*Instructions to follow*:
Reproduce verbatim the stretch of lines from the one containing "I need to find the white dress" through the one containing "xmin=164 ymin=1 xmax=650 ymax=487", including both of those lines.

*Recorded information*:
════
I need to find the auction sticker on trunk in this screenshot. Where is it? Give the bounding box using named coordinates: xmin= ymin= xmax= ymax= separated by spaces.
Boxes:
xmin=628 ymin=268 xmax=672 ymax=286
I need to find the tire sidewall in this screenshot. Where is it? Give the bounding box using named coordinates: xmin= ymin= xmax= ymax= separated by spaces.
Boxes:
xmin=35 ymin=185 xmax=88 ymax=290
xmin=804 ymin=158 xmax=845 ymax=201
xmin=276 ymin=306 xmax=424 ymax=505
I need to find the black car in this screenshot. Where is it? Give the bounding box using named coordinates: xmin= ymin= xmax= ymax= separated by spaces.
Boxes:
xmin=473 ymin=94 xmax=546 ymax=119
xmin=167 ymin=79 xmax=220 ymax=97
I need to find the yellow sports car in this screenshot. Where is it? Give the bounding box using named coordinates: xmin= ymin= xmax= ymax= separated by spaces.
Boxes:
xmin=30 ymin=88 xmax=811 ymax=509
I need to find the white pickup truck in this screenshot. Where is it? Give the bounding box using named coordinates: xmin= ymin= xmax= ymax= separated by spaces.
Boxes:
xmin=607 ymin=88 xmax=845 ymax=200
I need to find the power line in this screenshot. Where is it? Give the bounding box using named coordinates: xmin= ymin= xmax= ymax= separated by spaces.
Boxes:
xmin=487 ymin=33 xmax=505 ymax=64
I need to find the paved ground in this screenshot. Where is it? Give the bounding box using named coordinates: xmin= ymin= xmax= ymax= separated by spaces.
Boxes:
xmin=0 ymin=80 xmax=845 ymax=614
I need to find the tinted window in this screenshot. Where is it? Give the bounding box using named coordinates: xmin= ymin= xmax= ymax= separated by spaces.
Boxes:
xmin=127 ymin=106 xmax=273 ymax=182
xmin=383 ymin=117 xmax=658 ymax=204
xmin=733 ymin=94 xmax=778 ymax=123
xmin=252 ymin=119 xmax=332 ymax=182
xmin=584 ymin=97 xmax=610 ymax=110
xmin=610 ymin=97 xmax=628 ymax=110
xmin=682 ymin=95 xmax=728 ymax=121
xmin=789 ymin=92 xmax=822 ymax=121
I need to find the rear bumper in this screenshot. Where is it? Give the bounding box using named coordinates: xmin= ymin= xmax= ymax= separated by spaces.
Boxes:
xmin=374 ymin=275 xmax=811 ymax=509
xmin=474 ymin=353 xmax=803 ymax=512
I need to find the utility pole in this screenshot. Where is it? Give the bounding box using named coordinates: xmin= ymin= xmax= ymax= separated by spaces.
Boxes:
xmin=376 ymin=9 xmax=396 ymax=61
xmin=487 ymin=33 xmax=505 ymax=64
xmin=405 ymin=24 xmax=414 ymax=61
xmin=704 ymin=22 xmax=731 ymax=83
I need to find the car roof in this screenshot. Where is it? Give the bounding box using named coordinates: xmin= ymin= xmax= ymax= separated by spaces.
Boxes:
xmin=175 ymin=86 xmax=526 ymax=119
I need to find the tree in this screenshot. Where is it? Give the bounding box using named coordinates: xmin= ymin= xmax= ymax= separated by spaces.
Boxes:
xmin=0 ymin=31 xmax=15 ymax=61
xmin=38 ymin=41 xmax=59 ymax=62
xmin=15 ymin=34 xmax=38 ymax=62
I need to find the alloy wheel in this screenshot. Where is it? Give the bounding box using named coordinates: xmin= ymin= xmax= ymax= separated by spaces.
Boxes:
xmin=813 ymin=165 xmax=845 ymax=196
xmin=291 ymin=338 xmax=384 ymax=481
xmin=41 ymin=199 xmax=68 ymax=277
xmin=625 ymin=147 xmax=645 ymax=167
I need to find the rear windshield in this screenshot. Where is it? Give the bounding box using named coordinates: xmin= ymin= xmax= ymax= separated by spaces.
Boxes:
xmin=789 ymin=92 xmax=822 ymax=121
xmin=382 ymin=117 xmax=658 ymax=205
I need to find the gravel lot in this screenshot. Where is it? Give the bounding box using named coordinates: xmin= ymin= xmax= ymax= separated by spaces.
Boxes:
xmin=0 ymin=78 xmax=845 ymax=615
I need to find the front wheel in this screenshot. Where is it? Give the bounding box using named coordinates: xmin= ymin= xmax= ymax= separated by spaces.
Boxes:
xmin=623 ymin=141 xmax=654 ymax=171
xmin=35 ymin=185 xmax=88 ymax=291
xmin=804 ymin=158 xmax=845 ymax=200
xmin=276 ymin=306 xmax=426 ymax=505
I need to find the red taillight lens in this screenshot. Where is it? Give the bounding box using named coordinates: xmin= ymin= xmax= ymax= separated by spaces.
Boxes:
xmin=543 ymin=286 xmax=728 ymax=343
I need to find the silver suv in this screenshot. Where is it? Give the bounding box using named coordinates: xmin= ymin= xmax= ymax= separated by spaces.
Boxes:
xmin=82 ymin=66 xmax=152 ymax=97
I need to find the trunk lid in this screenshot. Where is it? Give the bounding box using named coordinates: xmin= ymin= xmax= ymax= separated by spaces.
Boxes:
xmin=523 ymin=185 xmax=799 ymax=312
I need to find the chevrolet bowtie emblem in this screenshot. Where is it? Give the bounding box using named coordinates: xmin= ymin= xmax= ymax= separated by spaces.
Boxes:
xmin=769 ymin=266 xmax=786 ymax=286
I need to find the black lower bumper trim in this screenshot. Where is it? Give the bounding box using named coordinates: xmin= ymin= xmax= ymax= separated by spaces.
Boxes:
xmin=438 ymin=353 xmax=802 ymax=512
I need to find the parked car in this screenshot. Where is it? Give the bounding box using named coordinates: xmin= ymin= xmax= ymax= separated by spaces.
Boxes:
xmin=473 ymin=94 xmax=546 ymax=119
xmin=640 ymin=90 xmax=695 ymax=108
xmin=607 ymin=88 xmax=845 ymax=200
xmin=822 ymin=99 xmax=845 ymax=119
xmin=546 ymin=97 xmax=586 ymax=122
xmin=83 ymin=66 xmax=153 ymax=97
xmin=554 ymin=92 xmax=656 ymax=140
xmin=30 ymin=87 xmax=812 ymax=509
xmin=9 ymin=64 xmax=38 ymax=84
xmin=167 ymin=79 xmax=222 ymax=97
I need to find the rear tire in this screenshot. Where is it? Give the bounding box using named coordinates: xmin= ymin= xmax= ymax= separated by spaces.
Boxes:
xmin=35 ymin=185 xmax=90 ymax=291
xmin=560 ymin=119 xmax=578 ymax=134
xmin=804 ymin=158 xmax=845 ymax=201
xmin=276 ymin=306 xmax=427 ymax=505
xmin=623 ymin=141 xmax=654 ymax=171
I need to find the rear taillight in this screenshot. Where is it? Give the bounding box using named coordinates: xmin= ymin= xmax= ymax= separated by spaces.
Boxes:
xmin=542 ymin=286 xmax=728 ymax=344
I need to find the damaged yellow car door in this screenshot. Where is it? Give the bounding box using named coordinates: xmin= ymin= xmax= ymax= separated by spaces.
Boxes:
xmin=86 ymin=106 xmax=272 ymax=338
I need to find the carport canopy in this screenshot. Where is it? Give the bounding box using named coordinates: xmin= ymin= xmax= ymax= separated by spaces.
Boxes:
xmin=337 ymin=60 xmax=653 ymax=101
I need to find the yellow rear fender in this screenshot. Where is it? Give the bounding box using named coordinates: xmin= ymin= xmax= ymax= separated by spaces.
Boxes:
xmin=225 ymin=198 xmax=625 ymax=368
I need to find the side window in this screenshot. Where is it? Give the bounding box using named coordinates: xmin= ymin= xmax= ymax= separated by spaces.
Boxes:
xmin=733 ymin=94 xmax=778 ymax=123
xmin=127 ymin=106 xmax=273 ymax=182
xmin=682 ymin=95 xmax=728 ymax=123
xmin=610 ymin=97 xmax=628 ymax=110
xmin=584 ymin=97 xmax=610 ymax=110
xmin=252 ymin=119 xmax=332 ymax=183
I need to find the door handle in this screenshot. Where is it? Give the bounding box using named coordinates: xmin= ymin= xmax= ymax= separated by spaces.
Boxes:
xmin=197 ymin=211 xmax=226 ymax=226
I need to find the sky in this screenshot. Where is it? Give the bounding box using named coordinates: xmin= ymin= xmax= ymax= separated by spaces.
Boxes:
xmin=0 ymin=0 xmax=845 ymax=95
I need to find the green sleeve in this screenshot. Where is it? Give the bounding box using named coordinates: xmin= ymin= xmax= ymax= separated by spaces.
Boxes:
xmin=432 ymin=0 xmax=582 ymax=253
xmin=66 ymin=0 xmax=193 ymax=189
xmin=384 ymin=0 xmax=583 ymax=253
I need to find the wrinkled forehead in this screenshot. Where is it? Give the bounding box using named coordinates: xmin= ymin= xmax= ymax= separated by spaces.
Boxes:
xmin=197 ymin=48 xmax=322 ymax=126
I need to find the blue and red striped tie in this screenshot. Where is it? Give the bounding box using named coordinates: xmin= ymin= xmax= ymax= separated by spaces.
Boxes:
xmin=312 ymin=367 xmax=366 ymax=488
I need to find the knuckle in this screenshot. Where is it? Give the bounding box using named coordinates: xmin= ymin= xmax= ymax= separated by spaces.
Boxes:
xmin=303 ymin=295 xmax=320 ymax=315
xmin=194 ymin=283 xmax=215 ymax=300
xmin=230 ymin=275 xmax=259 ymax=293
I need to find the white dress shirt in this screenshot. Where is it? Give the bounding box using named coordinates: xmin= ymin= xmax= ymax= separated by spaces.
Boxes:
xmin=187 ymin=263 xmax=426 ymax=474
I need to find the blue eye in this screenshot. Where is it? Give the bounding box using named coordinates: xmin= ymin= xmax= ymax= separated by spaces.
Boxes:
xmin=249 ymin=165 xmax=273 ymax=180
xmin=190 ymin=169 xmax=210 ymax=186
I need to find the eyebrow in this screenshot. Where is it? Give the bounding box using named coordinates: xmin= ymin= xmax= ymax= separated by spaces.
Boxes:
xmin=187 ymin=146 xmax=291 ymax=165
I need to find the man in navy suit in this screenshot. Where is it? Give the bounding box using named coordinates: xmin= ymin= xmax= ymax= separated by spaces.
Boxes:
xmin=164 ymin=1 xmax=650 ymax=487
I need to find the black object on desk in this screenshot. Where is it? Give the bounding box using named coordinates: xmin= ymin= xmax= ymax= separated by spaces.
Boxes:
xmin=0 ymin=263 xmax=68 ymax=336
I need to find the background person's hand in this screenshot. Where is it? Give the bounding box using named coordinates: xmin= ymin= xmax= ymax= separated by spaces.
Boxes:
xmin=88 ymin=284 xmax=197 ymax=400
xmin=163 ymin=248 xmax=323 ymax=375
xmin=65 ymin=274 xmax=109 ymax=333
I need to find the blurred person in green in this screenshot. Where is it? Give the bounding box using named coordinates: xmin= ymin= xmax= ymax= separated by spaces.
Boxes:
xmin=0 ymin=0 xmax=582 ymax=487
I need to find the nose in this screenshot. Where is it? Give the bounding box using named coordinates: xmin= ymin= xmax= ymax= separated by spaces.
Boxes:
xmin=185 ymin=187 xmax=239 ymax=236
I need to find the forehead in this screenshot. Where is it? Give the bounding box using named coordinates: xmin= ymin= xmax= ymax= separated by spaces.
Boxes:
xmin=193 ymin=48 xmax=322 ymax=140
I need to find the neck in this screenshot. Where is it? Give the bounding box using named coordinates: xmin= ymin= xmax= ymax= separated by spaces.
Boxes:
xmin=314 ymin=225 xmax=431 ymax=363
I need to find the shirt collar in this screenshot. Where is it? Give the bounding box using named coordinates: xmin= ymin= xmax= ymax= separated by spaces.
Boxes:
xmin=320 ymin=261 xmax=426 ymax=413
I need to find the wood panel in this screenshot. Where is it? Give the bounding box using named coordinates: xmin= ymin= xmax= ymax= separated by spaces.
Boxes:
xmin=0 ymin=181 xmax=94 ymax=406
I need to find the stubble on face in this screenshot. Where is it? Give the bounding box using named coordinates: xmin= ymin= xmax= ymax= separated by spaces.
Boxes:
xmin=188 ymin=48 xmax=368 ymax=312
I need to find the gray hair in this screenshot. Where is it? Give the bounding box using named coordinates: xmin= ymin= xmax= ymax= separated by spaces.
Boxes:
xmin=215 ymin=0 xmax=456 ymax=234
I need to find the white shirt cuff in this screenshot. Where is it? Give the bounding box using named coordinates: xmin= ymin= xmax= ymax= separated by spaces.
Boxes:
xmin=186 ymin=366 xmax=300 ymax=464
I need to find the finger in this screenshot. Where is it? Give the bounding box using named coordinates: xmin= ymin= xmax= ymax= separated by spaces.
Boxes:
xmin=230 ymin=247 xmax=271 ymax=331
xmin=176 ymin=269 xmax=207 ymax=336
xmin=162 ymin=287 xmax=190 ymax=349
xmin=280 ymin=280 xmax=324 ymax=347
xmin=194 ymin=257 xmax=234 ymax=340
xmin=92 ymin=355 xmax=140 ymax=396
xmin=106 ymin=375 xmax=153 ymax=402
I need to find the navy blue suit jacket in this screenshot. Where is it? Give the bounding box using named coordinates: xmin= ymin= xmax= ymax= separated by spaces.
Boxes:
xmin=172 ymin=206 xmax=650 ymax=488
════
*Answer in full*:
I need to find the white dress shirt in this screenshot. Where is it? Give the bounding box using named coordinates: xmin= ymin= xmax= ymax= separated by spaces.
Boxes:
xmin=187 ymin=263 xmax=426 ymax=474
I need to find the blue eye in this screenshot. Where is it? Give the bounding box using named coordinates: xmin= ymin= xmax= ymax= separated by spaces.
Boxes:
xmin=249 ymin=165 xmax=273 ymax=180
xmin=190 ymin=169 xmax=210 ymax=186
I need to find the eyebrow in this screenshot. Where is it? Give the bounding box using named coordinates: xmin= ymin= xmax= ymax= separated by spaces.
Boxes:
xmin=187 ymin=146 xmax=291 ymax=165
I need to find the man in navy suit in this screenshot. Where is it? Give the bounding box using named coordinates: xmin= ymin= xmax= ymax= separated by spaces.
Boxes:
xmin=164 ymin=1 xmax=650 ymax=487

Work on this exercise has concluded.